TO DO:
[1] Answer these questions using the police patrol article below:
(a) How long is the shift the editor spends with Officer Gerard Rites?
(b) On which street is the house where the officers try to serve the order?
(c) For how many years have Rites and Lewis worked the same shifts?
[2] List every person named in the police patrol article below.
[3] Write the next few paragraphs of the police patrol article below, picking up after its final line.

EXTRACT TO READ:

══════════════════════════════

Crime & Safety

On Patrol with the Scotch Plains Police Department

Editor Alan Neuhauser spends a shift with Scotch Plains police officers. This is the first installment of a regular feature.

Find out what's happening in Scotch Plains-Fanwoodwith free, real-time updates from Patch.

Find out what's happening in Scotch Plains-Fanwoodwith free, real-time updates from Patch.

It's Thursday, Aug. 5, and I am being driven in a police car. But I haven't been arrested. Instead, I am spending an 11-hour shift with Officer Gerard Rites of the Scotch Plains Police Department.

This is the first installment. As you read Patch, stay tuned for updates from my day with the department.

Part 1: 8:00 a.m.: Serve a Temporary Restraining Order

It's a sunny Thursday morning in Scotch Plains. Officers Rites and Rob Lewis stand outside a house on Myrtle Avenue, waiting for the homeowner to answer the door. They are there to serve a temporary restraining order. But the house is quiet, the windows are dark and no one seems to be home.

Rites steps from the front-stoop and walks through ankle-high grass to the side of the house. He peers through the windows on a side door, faded white paint peeling from the siding around the doorframe. Lewis walks up the driveway and takes a glance at the backyard. Then he laughs.

"Take a look at this guy's pool," he says, turning to Rites. "It's a bathtub buried in the backyard."

It is barely 8 a.m., Officers Rites and Lewis have been on-duty for only an hour, but it's the start of another day in the Scotch Plains Police Department. "This job's bizarre, man," Lewis will say later. "But I love it."

Rites and Lewis have worked the same shifts for four years, Rites says. They patrol different districts in separate cars, but they regularly back each other up, from unusual traffic stops to serving restraining orders to making arrests.

"Serving these," Rites says of the restraining orders, "it's not too much of an issue, because we didn't do something against them. Serving warrants is a different story."

══════════════════════════════

(Data listing)
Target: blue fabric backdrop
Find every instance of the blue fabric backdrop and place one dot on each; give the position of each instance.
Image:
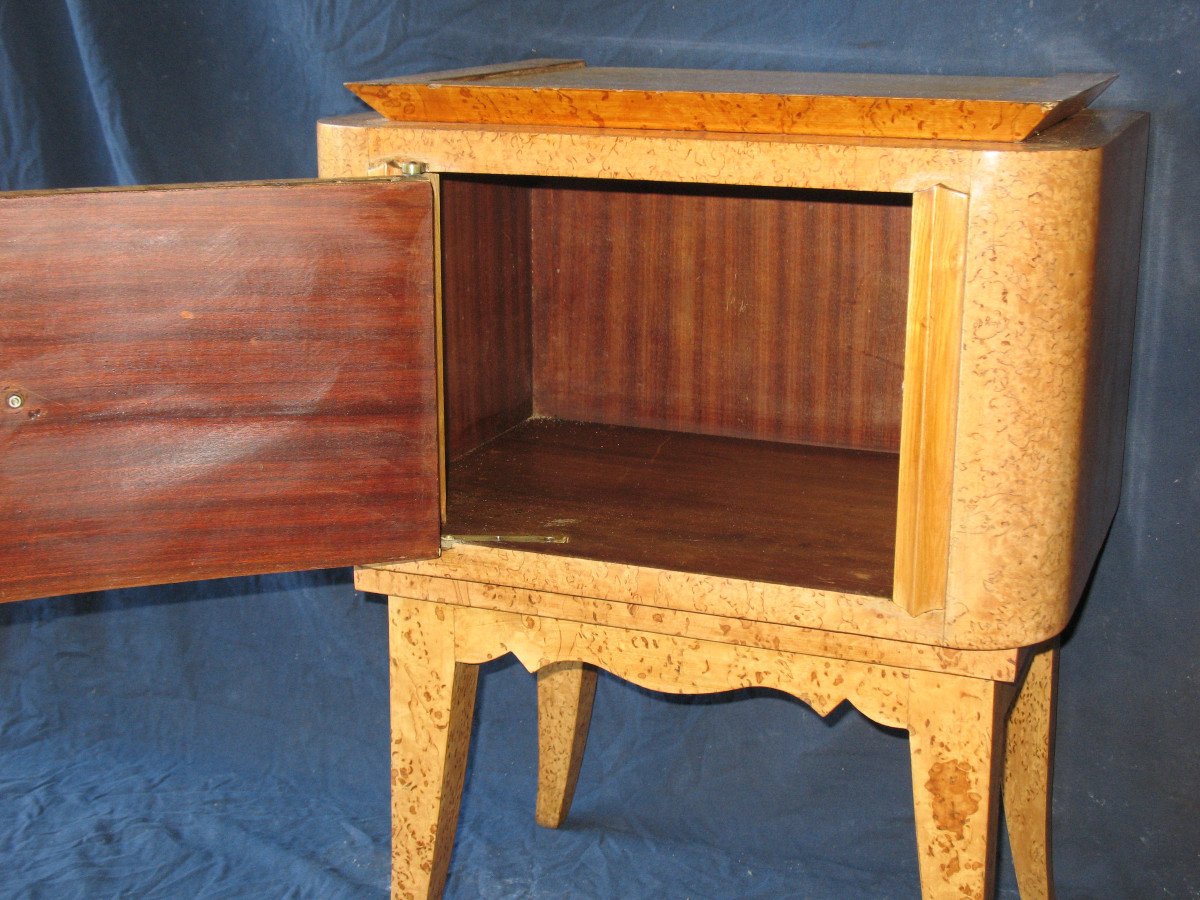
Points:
(229, 738)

══════════════════════════════

FINAL RESULTS:
[1]
(a) 11 hours.
(b) Myrtle Avenue.
(c) Four years.

[2] Alan Neuhauser, Gerard Rites, Rob Lewis

[3]
Rites joined the department in December 2005, and he remains one of the department's most junior members. He is stocky and wears his black hair short, but not buzzed. The other officers call him "A.J.," for his resemblance to A.J. Soprano, of the HBO television show.

"I'm a smaller guy," he says. "In college, public speaking was one of my biggest fears. But this job, everything is public speaking. And you've got to pretend you're seven feet tall."

His very first call, he says, was to perform CPR on an 80-year-old woman. "Right off the bat, I thought, 'Wow.'"

Rites decided to become an officer after trying different degree programs at several universities. The job appealed to him on several levels. "I couldn't see myself sitting in a cubicle all day," he says. "It's fun, just the unexpectedness of everything. I might be fighting some guy one day. And I've been sent to help an elderly female open her pill bottle."

Rites grew-up in Scotch Plains and now lives here with his wife and two children, only a few blocks from the police station. 

"I want to make sure the town is safe for my kids," he says. "My parents moved from Brooklyn for the same reasons I stay here: to live in a safe town and give my kids something I didn't have."

Rites and Lewis meet at the foot of the driveway. A young girl, one of the next-door neighbors, watches the officers talk. If one black-and-white police car attracts attention, two of them parked bumper-to-bumper on a quiet side-street definitely do.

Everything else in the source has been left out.